Print the entries in full, word for word, but not the pictures.
* begin TASK MATERIAL *
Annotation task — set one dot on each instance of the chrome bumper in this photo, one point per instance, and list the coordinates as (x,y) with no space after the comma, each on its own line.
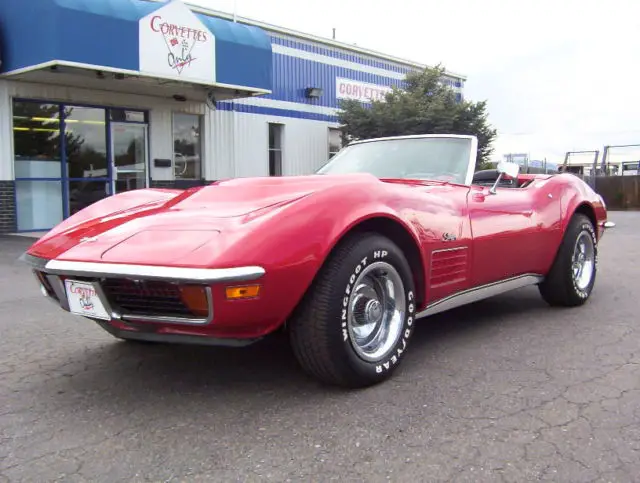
(52,270)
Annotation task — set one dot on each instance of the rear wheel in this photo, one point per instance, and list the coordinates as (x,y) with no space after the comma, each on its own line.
(573,274)
(354,325)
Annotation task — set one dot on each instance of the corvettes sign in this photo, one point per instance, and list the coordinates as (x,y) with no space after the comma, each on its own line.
(175,43)
(360,91)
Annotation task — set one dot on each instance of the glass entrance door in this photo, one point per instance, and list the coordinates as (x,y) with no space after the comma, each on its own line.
(129,155)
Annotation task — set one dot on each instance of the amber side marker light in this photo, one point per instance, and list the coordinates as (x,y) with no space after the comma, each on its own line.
(195,298)
(244,292)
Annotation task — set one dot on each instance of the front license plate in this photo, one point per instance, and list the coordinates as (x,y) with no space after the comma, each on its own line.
(83,300)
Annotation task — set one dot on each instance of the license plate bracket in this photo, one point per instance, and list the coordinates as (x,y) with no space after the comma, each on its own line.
(84,300)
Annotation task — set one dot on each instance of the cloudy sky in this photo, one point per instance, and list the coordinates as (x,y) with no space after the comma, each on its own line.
(557,75)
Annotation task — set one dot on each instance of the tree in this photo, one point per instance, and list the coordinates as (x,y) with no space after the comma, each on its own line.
(424,106)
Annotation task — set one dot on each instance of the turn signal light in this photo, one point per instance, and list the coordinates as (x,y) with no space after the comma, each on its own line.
(244,292)
(195,298)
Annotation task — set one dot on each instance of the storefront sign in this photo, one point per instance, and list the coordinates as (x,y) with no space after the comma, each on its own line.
(360,91)
(175,43)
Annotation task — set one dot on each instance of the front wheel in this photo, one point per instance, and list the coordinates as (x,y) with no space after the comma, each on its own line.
(573,274)
(353,327)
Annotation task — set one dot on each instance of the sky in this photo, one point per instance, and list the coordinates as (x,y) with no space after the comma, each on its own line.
(557,75)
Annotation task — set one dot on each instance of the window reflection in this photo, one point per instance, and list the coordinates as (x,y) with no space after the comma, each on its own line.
(187,146)
(86,142)
(85,193)
(36,140)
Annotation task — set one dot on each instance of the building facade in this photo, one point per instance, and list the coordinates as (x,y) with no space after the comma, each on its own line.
(126,94)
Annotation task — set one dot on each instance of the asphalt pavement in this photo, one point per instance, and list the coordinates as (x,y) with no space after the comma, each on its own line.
(505,390)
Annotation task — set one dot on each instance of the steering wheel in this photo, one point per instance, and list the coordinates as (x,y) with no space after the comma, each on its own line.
(433,176)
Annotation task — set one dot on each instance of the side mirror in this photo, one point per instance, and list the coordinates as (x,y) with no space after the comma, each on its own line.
(510,169)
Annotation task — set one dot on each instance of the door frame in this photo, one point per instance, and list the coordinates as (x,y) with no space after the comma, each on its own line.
(113,174)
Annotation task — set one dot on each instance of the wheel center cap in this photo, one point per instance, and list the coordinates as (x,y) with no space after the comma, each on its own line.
(373,310)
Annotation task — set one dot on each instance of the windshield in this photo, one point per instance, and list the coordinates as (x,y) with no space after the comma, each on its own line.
(432,158)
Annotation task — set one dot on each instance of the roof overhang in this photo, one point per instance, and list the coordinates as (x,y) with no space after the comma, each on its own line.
(134,46)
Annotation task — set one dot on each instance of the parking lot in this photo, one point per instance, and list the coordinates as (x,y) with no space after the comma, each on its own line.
(505,390)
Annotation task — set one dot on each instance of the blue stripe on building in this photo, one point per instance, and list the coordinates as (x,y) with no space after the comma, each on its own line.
(355,58)
(292,75)
(272,111)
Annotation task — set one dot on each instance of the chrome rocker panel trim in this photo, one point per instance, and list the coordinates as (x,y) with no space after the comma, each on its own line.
(479,293)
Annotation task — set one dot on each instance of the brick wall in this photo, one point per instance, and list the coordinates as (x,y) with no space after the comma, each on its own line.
(7,207)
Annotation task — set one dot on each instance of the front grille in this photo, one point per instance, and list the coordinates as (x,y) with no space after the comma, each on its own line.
(146,297)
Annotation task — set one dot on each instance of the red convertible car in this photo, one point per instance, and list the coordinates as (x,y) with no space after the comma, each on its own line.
(347,260)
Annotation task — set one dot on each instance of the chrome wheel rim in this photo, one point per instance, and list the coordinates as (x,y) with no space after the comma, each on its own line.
(583,261)
(376,311)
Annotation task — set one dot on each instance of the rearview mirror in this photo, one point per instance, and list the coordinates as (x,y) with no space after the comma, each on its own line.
(510,169)
(504,167)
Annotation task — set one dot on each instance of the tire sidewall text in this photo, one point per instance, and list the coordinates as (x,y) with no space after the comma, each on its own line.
(381,252)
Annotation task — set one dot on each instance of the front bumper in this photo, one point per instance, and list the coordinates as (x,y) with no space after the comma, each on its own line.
(158,284)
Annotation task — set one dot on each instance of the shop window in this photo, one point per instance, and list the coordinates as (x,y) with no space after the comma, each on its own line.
(38,204)
(335,141)
(86,142)
(36,140)
(187,146)
(36,144)
(275,149)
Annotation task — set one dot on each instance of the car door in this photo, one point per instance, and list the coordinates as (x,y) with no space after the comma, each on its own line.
(508,238)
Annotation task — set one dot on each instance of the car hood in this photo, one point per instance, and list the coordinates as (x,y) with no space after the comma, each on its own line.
(192,221)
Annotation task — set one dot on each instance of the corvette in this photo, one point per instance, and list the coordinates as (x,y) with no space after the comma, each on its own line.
(346,261)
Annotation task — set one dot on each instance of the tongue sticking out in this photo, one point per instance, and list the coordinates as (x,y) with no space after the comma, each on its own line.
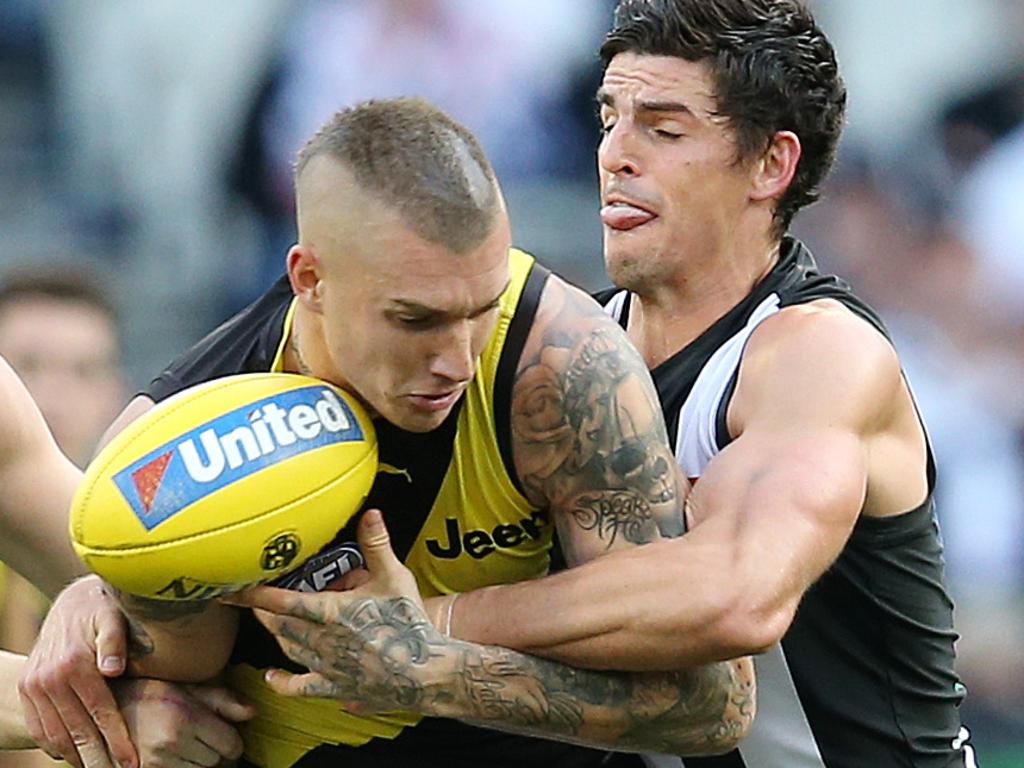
(620,216)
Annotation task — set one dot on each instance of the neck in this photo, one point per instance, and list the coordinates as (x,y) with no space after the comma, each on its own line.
(305,351)
(665,318)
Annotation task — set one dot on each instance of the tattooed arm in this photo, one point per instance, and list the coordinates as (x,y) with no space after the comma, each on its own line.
(374,649)
(588,435)
(590,446)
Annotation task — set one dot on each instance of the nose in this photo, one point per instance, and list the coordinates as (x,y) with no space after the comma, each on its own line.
(455,358)
(616,154)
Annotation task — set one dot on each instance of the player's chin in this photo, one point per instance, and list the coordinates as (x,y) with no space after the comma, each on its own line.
(414,419)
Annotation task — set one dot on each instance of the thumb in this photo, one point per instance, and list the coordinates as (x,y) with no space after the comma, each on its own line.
(375,543)
(222,701)
(112,642)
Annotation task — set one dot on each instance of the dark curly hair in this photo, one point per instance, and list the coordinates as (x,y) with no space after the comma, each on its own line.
(772,69)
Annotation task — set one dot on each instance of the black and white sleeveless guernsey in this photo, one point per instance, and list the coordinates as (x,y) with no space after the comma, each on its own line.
(864,677)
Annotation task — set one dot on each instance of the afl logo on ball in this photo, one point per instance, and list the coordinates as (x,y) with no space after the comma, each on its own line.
(280,551)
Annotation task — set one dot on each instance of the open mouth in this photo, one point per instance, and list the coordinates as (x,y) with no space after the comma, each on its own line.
(435,401)
(625,216)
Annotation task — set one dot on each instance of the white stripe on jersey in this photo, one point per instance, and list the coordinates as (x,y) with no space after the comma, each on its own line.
* end TASK MATERIAL *
> TASK SOLUTION:
Annotation task — set one dot on each instance of the chrome bumper in this photo, one point per instance, and list the coordinates as (x,y) with no space after the comma, each on its own line.
(52,270)
Annotation task — set one dot on each instance of the rear wheel in this photo, one point per instance, and list the coordinates as (x,y) with no space after the comma, each on its own line.
(573,274)
(354,325)
Annotation task — set one dot on each instance of the corvettes sign in this photo, one point per instance, and list the coordinates as (x,y) with no space after the comma, each on its own line.
(175,43)
(360,91)
Annotation task — set one dot on each instance of the glass entrance door in this photo, one point per instance, and list the coordinates as (x,y) with no space after the comma, each on its own line.
(129,155)
Annotation task — set one dot on each instance of the amber side marker light in this photo, one point per instance, and list the coordinates as (x,y) with no space after the comma, each on its own line.
(195,298)
(244,292)
Annotation task — set one dot on each instance of the front license plate in this photo, one point per instance, and list the coordinates as (x,y) with no space after the comma, each on its own line.
(83,300)
Annotation task — set one dot on each instance of the license plate bracket in this photo, one point per instance, and list the coordinates as (x,y) with no space after the comma, each on its own line.
(84,300)
Annotation task — set one dot on each instance of the cloudy sky in this photo, one point per instance, and list the coordinates as (x,y) with no space after the comma, each on its own line.
(557,75)
Annotation task — set one dot on each instance of the tree in this photo, one point per instance, and list the coordinates as (x,y) with no space after the comma, each on its own line.
(424,106)
Annotation task — set one dot on each instance of the turn signal light in this photo, one point per instance, and list the coordinates as (x,y) with no space after the comma, each on its own line.
(244,292)
(195,298)
Annotation task — set one dot on each instance of the storefront sign in this photo, one point per instance, and list the coordinates as (x,y) with no space after the comma, each on its own line.
(360,91)
(175,43)
Annotation task — set one dot on each instance of the front wheel in this photo, one point per instance, and list the coordinates as (x,y) with no space after the comma, each on its own line.
(573,274)
(353,327)
Annotation task — set one dot on each instance of the sky in this photo, one point per instance, and list the coordinates as (x,y) with no space after the comma, each on its own line.
(557,75)
Annotation task — set one dot on each instance of the window reflection in this photo, one point per instance, and list the coordinates as (x,y) with no space after the comma, each on its own line.
(187,146)
(86,142)
(85,193)
(36,140)
Annotation task — set one dot on each instance of the building facade in this photo, one point per instance, and list the coordinates as (x,y) with no space after the comma, each on its own line.
(126,94)
Annotation task — set one dot on each instance of the asphalt pavement in this photo, one point per instance, and list the coordinates as (x,y) with no space after the comma, each on its own line.
(505,390)
Annotation task — set one dot on each instance of the steering wheel in this photo, one point per instance, and list the coordinates as (x,y) with no space after the comma, each on its own line.
(433,176)
Annotation task — set one dot on each instance of the side mirror in this photo, one point per instance, and list the coordinates as (x,y) with no space after the comma, each on its own line.
(510,169)
Annotation task — set one dot on each instance of the door frame in this photo, one point per instance, and list the coordinates as (x,y) with no space after the comma, each on its own line.
(113,174)
Annotation task — set one dot on each instance of the wheel center cap in this photo, one point per instance, and list the coordinates as (x,y) with no space after the comma, each on its own line.
(373,310)
Annotation task — set one dot on each instance of the windshield in this photo, one point per instance, and list the coordinates as (x,y) with no space after the comma, each on its own line.
(432,158)
Annotation task — set one dot on each instance of the roof overhang in this photo, one point per instance, and list the coordinates as (x,y) with no space after the comma, each on its own line.
(134,46)
Annotation task — set one dot on each instance of the parking lot in this photo, one point per instance, and list the coordinates as (x,y) with no space after the comma, each on its own line.
(505,390)
Annotation task — set one dot on each instance of the blue stripe on building in this photo, one point per instance, and list the coordinates as (x,y) with no space after the comma, each on its own line.
(355,58)
(292,75)
(272,111)
Annotation task — set one dot on each instance of the chrome rocker panel trim in this photo, one point per instance, and list the coordinates as (x,y) with no space after the comma, each on its own line.
(479,293)
Annotation task — set one dot on each instance of the brick wall in this photo, one point per instance, and list the coordinates as (x,y) with no space after the comma, each on its own line.
(7,207)
Annotation task — set one dot on each instance of the front grille in this photo, one point per instance, and list the coordinates as (x,y) with no space after the comma, each on its own line.
(146,297)
Annotation task — set one dot on each instance of the red convertible car in this photo, one point per instance, and list the coordinates as (x,y) with no space after the comma, each on its own line.
(347,260)
Annotation task — set one dot on each instance of the chrome wheel rim in this photo, one point per instance, and list the coordinates as (x,y) with no space after the comma, each on its own line.
(583,261)
(376,311)
Annotation task — set one dot on each instance of the rearview mirror in this photo, one point per instance, and list the coordinates as (x,y) with no space after the comma, each on its own line.
(510,169)
(504,167)
Annotation task — set one dot on each instance of the tire sidewall text in this photo, one point per instance, and list the coordinates as (x,y) with no space after the comma, each on its own line.
(381,252)
Annotation task — set one dot on each instance of the front bumper in this photo, one point per instance, and list the coordinates as (x,y) with no space after the comma, each on its own line.
(158,284)
Annotation task — set one dot on each instance of the shop window in this photo, one point per instance, and list the coordinates as (x,y) with no space after the comma, each on its own line.
(38,204)
(335,141)
(86,142)
(36,140)
(187,146)
(36,144)
(275,149)
Annotation task — set one dot on each instance of the car door in this photo, one point per instance, and list the coordinates as (x,y) with no space after the comma, each on its own line.
(508,238)
Annotation task — set one dot on each instance of the car hood in this photo, one point per instance, and list the coordinates as (x,y) with no space after the comma, each on its own line.
(192,221)
Annotation task — set one dot on each instance of the corvette in this photo, one point per instance, and list the coordinates as (x,y) with no space after the comma, each on its own line.
(346,261)
Annotation task — set one dot on each instance of the tongue sticking out in this photo, one point per instance, and list the coordinates as (x,y) with no space after the comma, each on its own line.
(620,216)
Annotation task — set one dot on each instance of the neck in this photo, one point per instance, and list the coordinates as (x,y) with no space after the comma, each on its own line.
(305,351)
(665,318)
Annotation task — set one dot on each instance of the tattooed arm in this photo, one point per instance, and list the coordinates as (x,y) with no space after the comma, each on its own line.
(374,649)
(588,435)
(590,446)
Annotation task — set one dot on each instance of the nose in this photo, one point per instance, and list the coordinates as (x,y) with no space after the comma, each on its own line.
(455,358)
(616,154)
Annotation task — set one dot on each instance of the player's chin in this photo, one point per instance, and list the coordinates as (x,y) with no space after the comma, each on its own line.
(414,419)
Annotation task — set one dot on each instance of the thumb in this photo, one point per instance, and list the coordinates as (x,y) with no space after the comma, each on its own line.
(375,543)
(222,701)
(112,642)
Annotation task — set one dot on each instance of the dark curly hair in this photo, one point per instance, and list the coordinates as (x,y) with no space after the comma, each on its own line.
(772,69)
Annotation task — set one dot on each instance of the black and white sleeveless guernsey in this photo, one point per instance, and list the coordinates as (x,y) with no space after the comma, each on its own line.
(864,677)
Annotation task — set one dot on each instance of the afl logo on ball in this photo, one point per instance, and list the coordinates as (x,y) with no space after the comma, each on its own line.
(280,551)
Annotation task — set one dot on each instance of the open mouth in this photo, one point per instance, and list the coordinates as (x,y) with no space after the comma, each on its own line.
(435,401)
(625,216)
Annotation task — set one dot on each instance of the white stripe on jersey in this photo, one point per instance, and list the coordinates as (x,y) with no space after the comma, each on its own line.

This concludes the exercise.